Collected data
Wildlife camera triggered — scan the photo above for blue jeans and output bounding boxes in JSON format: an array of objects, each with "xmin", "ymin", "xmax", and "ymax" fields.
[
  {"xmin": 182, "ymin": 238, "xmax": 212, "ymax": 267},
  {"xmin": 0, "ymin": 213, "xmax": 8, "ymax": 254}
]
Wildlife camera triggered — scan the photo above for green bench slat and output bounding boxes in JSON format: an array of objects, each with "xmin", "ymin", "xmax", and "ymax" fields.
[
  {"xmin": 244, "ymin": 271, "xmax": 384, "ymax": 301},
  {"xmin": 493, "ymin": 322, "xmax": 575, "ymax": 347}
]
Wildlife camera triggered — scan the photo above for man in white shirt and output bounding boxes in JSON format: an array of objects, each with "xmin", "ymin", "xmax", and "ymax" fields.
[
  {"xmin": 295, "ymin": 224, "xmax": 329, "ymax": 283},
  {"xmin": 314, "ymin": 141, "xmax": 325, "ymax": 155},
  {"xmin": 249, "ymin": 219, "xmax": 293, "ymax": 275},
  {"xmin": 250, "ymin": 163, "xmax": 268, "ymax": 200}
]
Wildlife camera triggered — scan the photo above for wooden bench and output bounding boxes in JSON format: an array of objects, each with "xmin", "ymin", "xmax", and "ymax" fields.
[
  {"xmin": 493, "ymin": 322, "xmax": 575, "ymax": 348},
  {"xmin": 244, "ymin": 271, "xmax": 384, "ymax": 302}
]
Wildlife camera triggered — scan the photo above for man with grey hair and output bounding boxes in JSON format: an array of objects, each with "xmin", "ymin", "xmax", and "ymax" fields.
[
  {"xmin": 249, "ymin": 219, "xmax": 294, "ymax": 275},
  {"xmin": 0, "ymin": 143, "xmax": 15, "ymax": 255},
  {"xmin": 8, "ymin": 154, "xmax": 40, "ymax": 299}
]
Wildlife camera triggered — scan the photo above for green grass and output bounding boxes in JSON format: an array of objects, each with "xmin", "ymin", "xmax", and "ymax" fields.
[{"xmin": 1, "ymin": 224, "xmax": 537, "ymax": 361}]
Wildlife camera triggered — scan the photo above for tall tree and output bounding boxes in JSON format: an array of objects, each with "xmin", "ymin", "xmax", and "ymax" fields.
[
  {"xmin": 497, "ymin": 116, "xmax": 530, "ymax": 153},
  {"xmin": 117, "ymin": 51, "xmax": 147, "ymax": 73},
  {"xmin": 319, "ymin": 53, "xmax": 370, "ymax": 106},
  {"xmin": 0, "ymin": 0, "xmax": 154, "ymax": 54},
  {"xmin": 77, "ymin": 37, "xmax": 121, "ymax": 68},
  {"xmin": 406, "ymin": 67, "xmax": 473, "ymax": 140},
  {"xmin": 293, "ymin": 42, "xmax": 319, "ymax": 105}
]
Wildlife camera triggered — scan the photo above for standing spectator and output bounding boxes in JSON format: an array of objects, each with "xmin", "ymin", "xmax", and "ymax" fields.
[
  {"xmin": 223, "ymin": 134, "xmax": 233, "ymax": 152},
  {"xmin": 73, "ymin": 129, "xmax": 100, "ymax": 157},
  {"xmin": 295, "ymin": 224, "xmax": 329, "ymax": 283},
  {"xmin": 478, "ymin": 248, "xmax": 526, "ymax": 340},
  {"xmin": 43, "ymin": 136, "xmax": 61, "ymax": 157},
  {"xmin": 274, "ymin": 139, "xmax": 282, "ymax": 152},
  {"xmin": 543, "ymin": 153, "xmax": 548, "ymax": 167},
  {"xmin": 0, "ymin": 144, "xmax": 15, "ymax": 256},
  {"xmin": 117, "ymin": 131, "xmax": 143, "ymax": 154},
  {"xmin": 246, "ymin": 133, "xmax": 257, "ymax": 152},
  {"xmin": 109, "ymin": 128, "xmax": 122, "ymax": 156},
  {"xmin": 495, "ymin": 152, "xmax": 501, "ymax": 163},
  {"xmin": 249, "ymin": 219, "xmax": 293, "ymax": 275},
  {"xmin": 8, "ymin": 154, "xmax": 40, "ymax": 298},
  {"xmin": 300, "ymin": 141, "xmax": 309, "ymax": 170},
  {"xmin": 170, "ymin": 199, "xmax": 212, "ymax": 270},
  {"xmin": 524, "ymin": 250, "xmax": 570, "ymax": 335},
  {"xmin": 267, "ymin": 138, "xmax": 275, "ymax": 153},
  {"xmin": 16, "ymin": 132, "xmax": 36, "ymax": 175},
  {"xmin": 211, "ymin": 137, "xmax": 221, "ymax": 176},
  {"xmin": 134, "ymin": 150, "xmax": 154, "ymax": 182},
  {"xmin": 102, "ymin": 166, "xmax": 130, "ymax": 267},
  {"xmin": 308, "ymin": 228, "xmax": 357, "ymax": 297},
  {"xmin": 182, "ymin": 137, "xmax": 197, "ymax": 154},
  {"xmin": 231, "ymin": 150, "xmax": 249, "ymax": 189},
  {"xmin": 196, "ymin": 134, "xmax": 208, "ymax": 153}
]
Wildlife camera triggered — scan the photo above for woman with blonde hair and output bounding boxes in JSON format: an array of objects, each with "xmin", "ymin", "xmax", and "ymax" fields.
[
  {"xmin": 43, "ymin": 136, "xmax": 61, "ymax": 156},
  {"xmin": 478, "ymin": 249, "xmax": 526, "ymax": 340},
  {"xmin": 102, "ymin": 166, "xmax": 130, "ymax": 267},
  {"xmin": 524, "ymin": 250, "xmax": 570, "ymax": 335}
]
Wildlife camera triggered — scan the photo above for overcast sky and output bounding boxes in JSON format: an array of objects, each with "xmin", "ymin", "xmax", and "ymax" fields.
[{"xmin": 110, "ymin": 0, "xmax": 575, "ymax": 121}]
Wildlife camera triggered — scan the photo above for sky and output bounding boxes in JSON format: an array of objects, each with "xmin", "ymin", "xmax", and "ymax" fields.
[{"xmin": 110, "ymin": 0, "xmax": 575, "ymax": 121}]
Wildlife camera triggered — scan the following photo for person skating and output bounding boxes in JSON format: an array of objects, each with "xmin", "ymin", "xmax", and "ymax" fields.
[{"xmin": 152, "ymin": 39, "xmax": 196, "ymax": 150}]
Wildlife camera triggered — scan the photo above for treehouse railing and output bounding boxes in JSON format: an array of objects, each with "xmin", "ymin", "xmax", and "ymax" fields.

About this exercise – Repeat the data in full, exactly as supplied.

Task answer –
Wildlife camera triggered — scan the photo above for blue jeans and output bounding boxes in JSON format: an array of objects, each with "xmin", "ymin", "xmax", and "ymax" fields.
[
  {"xmin": 182, "ymin": 238, "xmax": 212, "ymax": 267},
  {"xmin": 0, "ymin": 213, "xmax": 8, "ymax": 254}
]
Wildlife camera triggered — scan the photo above for green bench slat and output bounding boxes in JSON format: an array of objects, each with "xmin", "ymin", "xmax", and "ymax" fields.
[
  {"xmin": 244, "ymin": 271, "xmax": 384, "ymax": 301},
  {"xmin": 493, "ymin": 322, "xmax": 575, "ymax": 347}
]
Wildlife camera triggered — scan the photo above for man in white shirt and output bounding boxes in JSON format: an array of objects, each with "xmin", "ymin", "xmax", and "ymax" fields.
[
  {"xmin": 295, "ymin": 224, "xmax": 329, "ymax": 283},
  {"xmin": 314, "ymin": 141, "xmax": 325, "ymax": 155},
  {"xmin": 249, "ymin": 219, "xmax": 293, "ymax": 275},
  {"xmin": 250, "ymin": 163, "xmax": 268, "ymax": 200}
]
Wildlife camera triggered — scan the photo above for wooden bench and output bounding boxes in JSON format: an array of objects, each with "xmin", "ymin", "xmax", and "ymax" fields.
[
  {"xmin": 493, "ymin": 322, "xmax": 575, "ymax": 348},
  {"xmin": 244, "ymin": 271, "xmax": 384, "ymax": 302}
]
Wildlife camera triggered — scan the photo above for man with grey hair and output bounding boxes in JSON format: an array of objects, each with "xmin", "ymin", "xmax", and "ymax" fields.
[
  {"xmin": 249, "ymin": 219, "xmax": 294, "ymax": 275},
  {"xmin": 0, "ymin": 143, "xmax": 15, "ymax": 255},
  {"xmin": 8, "ymin": 154, "xmax": 40, "ymax": 299}
]
Wildlife camera triggered — scan the photo above for green grass and output bounding boxes in JSON format: an array of objects, each with "xmin", "ymin", "xmax", and "ymax" fields.
[{"xmin": 1, "ymin": 224, "xmax": 537, "ymax": 361}]
Wildlife camera triggered — scan the photo above for tall tree and output bounding boxes in JSON format: an array of objects, each with "xmin", "ymin", "xmax", and "ymax" fields.
[
  {"xmin": 497, "ymin": 116, "xmax": 530, "ymax": 153},
  {"xmin": 117, "ymin": 51, "xmax": 147, "ymax": 73},
  {"xmin": 319, "ymin": 53, "xmax": 370, "ymax": 106},
  {"xmin": 0, "ymin": 0, "xmax": 154, "ymax": 54},
  {"xmin": 77, "ymin": 37, "xmax": 121, "ymax": 68},
  {"xmin": 406, "ymin": 67, "xmax": 473, "ymax": 140},
  {"xmin": 293, "ymin": 42, "xmax": 319, "ymax": 105}
]
Wildlife camera triggered — scan the photo above for standing spectator and output bounding boxes in JSON format: an array of objects, each with "xmin", "ymin", "xmax", and "ymax" fields.
[
  {"xmin": 223, "ymin": 134, "xmax": 233, "ymax": 152},
  {"xmin": 73, "ymin": 129, "xmax": 100, "ymax": 157},
  {"xmin": 295, "ymin": 224, "xmax": 329, "ymax": 283},
  {"xmin": 478, "ymin": 248, "xmax": 526, "ymax": 340},
  {"xmin": 43, "ymin": 136, "xmax": 61, "ymax": 157},
  {"xmin": 274, "ymin": 139, "xmax": 282, "ymax": 152},
  {"xmin": 543, "ymin": 153, "xmax": 548, "ymax": 167},
  {"xmin": 0, "ymin": 144, "xmax": 15, "ymax": 256},
  {"xmin": 117, "ymin": 131, "xmax": 143, "ymax": 154},
  {"xmin": 246, "ymin": 133, "xmax": 257, "ymax": 152},
  {"xmin": 109, "ymin": 128, "xmax": 122, "ymax": 156},
  {"xmin": 495, "ymin": 152, "xmax": 501, "ymax": 163},
  {"xmin": 249, "ymin": 219, "xmax": 293, "ymax": 275},
  {"xmin": 8, "ymin": 154, "xmax": 40, "ymax": 298},
  {"xmin": 300, "ymin": 141, "xmax": 309, "ymax": 170},
  {"xmin": 170, "ymin": 199, "xmax": 212, "ymax": 270},
  {"xmin": 524, "ymin": 250, "xmax": 570, "ymax": 335},
  {"xmin": 267, "ymin": 138, "xmax": 275, "ymax": 153},
  {"xmin": 16, "ymin": 132, "xmax": 36, "ymax": 175},
  {"xmin": 211, "ymin": 137, "xmax": 221, "ymax": 176},
  {"xmin": 134, "ymin": 150, "xmax": 154, "ymax": 182},
  {"xmin": 102, "ymin": 166, "xmax": 130, "ymax": 267},
  {"xmin": 308, "ymin": 228, "xmax": 357, "ymax": 297},
  {"xmin": 182, "ymin": 137, "xmax": 197, "ymax": 154},
  {"xmin": 231, "ymin": 150, "xmax": 249, "ymax": 189},
  {"xmin": 196, "ymin": 134, "xmax": 208, "ymax": 153}
]
Wildlife camera triggered — scan the photo above for woman with blonde hair and output bounding boxes in JSON format: an array of objects, each with "xmin", "ymin", "xmax", and "ymax" fields.
[
  {"xmin": 43, "ymin": 136, "xmax": 61, "ymax": 156},
  {"xmin": 478, "ymin": 249, "xmax": 526, "ymax": 340},
  {"xmin": 102, "ymin": 166, "xmax": 130, "ymax": 267},
  {"xmin": 524, "ymin": 250, "xmax": 570, "ymax": 335}
]
Wildlife camera triggered — scan the photo above for overcast sky and output bounding boxes in JSON format: an array of objects, each with "xmin", "ymin", "xmax", and "ymax" fields.
[{"xmin": 110, "ymin": 0, "xmax": 575, "ymax": 121}]
Wildlife camera triggered — scan the photo above for sky and output bounding boxes in JSON format: an array of objects, each with "xmin", "ymin", "xmax", and "ymax" fields.
[{"xmin": 110, "ymin": 0, "xmax": 575, "ymax": 121}]
Wildlife camera triggered — scan the following photo for person skating and output bounding boxes in JSON format: an array of objects, each with "xmin", "ymin", "xmax", and "ymax" fields.
[{"xmin": 152, "ymin": 39, "xmax": 196, "ymax": 150}]
Wildlife camera triggered — scan the photo above for treehouse railing and output bounding boxes in JSON format: an array of objects, each with "xmin", "ymin", "xmax", and "ymax" fields.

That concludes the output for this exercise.